Dataset entries

=== Begin Enclosure ===

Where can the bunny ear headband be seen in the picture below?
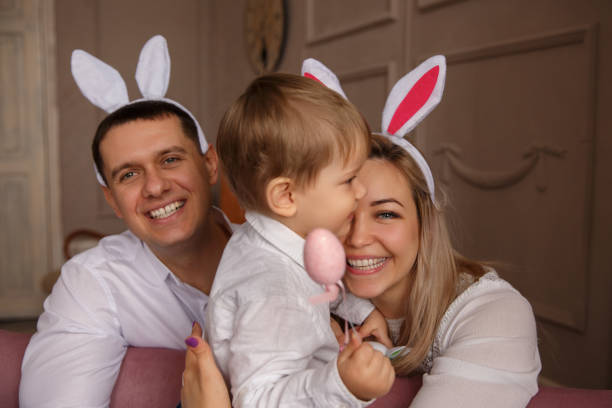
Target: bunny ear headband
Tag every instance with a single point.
(411, 99)
(104, 87)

=== End Enclosure ===

* Exercise aim
From the line containing "Target: bunny ear headband" down to the last line of the data, transcribe every line exactly; nothing else should appear.

* Answer below
Target: bunny ear headband
Tag every instance with a single point.
(411, 99)
(104, 87)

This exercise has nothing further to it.